(PROBLEM DETAILS)
Whenever a line in the listing contains "item", copy that line.
++++ ENTRIES PROVIDED
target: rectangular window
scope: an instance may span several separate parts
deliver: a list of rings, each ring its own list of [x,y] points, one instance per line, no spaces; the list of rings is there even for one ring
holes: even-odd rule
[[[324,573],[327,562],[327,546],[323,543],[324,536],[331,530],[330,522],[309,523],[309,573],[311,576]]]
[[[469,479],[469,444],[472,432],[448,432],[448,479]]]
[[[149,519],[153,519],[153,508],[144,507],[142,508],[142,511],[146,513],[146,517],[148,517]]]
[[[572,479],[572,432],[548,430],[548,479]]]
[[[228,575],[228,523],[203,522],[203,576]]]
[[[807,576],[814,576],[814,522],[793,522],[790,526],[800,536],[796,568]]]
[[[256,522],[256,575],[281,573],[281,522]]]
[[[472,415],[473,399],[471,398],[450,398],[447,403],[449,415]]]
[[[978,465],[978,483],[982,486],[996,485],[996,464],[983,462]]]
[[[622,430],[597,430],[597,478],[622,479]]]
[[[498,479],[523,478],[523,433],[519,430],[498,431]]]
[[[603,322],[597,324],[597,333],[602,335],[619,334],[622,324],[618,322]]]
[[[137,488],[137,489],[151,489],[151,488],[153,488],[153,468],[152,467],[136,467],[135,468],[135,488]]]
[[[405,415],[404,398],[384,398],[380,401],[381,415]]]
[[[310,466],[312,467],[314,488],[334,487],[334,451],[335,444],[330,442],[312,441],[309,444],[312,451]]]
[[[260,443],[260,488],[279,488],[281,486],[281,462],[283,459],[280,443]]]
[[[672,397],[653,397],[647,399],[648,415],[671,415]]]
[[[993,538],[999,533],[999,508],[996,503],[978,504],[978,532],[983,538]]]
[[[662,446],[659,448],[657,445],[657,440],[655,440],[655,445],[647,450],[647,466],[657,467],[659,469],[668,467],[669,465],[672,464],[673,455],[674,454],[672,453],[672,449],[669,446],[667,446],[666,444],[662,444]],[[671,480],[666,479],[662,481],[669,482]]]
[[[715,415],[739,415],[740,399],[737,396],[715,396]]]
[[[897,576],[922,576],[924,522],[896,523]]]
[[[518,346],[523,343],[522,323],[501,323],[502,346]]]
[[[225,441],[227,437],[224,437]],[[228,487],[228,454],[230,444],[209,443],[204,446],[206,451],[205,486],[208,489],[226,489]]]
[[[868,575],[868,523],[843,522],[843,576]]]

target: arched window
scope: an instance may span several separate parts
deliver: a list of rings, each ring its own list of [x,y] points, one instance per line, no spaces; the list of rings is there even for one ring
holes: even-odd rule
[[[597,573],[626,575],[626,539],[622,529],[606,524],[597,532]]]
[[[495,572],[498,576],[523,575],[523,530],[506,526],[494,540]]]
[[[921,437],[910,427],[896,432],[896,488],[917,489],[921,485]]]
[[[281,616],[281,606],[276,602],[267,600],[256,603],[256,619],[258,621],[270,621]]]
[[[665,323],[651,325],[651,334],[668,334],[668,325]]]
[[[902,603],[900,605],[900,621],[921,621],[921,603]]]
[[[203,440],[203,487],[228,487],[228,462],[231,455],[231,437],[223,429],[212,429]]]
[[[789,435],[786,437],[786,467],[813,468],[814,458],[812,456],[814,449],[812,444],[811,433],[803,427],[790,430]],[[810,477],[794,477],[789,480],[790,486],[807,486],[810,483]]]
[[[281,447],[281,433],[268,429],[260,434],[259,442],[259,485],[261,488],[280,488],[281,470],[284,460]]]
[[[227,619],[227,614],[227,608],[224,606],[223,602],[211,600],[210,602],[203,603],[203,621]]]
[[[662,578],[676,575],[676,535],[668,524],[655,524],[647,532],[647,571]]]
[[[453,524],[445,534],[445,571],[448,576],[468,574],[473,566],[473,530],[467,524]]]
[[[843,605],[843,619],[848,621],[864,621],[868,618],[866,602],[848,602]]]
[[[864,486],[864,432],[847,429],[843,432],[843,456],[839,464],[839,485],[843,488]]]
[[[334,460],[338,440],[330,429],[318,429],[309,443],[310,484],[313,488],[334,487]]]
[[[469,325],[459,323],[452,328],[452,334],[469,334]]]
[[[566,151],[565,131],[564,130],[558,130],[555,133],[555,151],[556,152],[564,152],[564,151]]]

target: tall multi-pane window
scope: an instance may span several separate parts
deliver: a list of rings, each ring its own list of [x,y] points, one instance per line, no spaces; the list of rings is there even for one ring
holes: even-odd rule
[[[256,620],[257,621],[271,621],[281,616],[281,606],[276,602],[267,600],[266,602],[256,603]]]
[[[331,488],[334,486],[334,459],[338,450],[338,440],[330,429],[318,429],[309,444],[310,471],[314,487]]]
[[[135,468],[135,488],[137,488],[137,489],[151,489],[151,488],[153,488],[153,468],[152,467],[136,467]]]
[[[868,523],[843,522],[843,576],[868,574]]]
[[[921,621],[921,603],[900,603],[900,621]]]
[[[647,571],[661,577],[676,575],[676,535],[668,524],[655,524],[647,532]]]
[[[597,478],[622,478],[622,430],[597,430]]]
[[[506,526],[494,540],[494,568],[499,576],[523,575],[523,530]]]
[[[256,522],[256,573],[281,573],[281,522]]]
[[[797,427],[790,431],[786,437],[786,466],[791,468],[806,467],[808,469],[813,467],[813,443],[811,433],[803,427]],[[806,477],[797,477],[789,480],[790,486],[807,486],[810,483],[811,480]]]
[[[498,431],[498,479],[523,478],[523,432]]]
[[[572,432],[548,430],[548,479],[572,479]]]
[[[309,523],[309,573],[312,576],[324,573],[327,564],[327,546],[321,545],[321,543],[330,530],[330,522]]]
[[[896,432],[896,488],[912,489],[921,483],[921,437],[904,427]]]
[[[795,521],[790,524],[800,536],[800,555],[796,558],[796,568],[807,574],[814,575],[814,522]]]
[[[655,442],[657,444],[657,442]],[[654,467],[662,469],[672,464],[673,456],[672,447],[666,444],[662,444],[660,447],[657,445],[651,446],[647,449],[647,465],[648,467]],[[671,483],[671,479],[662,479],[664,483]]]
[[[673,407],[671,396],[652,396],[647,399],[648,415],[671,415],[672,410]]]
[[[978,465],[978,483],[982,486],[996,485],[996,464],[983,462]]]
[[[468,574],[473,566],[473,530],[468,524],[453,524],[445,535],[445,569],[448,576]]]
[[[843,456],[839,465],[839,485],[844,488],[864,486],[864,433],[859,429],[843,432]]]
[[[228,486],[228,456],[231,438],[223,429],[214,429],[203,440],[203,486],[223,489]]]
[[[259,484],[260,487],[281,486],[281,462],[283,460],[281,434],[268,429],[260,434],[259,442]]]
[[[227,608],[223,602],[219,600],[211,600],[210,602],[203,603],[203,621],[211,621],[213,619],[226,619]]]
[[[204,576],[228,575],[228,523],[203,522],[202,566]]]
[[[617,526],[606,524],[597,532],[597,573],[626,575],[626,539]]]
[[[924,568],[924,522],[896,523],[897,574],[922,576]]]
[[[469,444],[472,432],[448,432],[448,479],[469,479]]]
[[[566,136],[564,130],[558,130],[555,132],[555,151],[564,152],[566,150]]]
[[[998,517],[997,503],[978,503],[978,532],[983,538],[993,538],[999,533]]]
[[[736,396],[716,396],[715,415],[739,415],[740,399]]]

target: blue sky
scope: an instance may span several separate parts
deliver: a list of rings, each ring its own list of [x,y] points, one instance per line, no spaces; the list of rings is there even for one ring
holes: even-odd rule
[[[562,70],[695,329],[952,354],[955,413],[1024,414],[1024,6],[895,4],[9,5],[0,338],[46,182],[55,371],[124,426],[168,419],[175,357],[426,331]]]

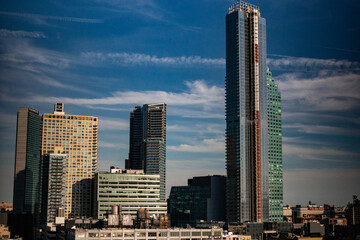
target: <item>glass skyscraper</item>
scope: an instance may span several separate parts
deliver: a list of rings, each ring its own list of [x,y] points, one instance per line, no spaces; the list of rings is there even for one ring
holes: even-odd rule
[[[226,15],[228,222],[269,220],[266,21],[238,1]]]
[[[160,175],[160,199],[166,190],[166,104],[136,106],[130,113],[130,147],[126,169]]]
[[[14,211],[35,213],[38,204],[42,119],[39,112],[19,108],[16,127]]]
[[[269,196],[271,222],[283,221],[283,166],[281,94],[271,72],[267,71],[269,130]]]

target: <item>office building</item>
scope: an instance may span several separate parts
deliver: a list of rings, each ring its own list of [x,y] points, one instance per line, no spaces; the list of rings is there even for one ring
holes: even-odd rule
[[[269,220],[266,22],[237,1],[226,15],[226,169],[229,223]]]
[[[66,154],[65,217],[89,217],[92,213],[92,178],[97,167],[98,118],[67,115],[64,105],[43,114],[42,155]]]
[[[130,113],[130,148],[126,169],[160,175],[160,198],[166,190],[166,104],[136,106]]]
[[[168,209],[171,225],[196,227],[200,221],[225,221],[225,176],[188,179],[188,186],[171,188]]]
[[[283,221],[283,165],[281,94],[267,70],[267,112],[269,131],[269,221]]]
[[[19,108],[16,125],[14,211],[35,213],[39,192],[41,116],[27,107]]]
[[[40,224],[54,223],[60,209],[65,209],[66,154],[61,147],[45,154],[41,161]]]
[[[139,208],[150,216],[166,215],[167,204],[160,199],[160,176],[144,174],[143,170],[111,169],[95,175],[95,213],[99,219],[108,218],[114,205],[120,205],[119,215],[135,218]]]

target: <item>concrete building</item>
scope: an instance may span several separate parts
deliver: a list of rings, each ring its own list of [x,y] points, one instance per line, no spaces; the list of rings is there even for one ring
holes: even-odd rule
[[[295,206],[293,209],[294,223],[307,223],[326,219],[325,208],[316,204],[309,204],[307,207]]]
[[[222,239],[222,228],[194,229],[74,229],[68,234],[68,240],[185,240],[185,239]],[[246,238],[247,240],[248,238]],[[245,240],[245,239],[244,239]]]
[[[65,217],[91,216],[92,178],[97,168],[98,118],[67,115],[56,103],[43,114],[42,155],[61,147],[67,156]]]
[[[237,1],[226,15],[226,169],[229,223],[269,220],[266,21]]]
[[[225,221],[225,176],[188,179],[188,186],[171,188],[168,212],[171,226],[195,227],[198,222]]]
[[[130,113],[129,159],[126,169],[160,175],[160,198],[166,190],[166,104],[136,106]]]
[[[56,153],[45,154],[41,163],[40,224],[54,223],[60,209],[65,209],[66,161],[62,147]]]
[[[139,208],[150,215],[166,215],[167,204],[160,199],[160,176],[144,174],[143,170],[119,170],[95,175],[95,217],[107,218],[114,205],[120,215],[134,218]],[[120,213],[121,212],[121,213]]]
[[[41,116],[31,108],[19,108],[16,124],[14,211],[35,213],[39,192]]]
[[[283,221],[283,164],[281,94],[267,69],[267,113],[269,132],[269,221]]]

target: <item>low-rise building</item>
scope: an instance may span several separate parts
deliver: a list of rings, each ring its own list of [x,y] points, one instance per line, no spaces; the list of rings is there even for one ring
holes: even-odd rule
++++++++
(ANSWER SPACE)
target: <item>glass skyscraper</item>
target: <item>office building</item>
target: <item>concrete building</item>
target: <item>low-rise building</item>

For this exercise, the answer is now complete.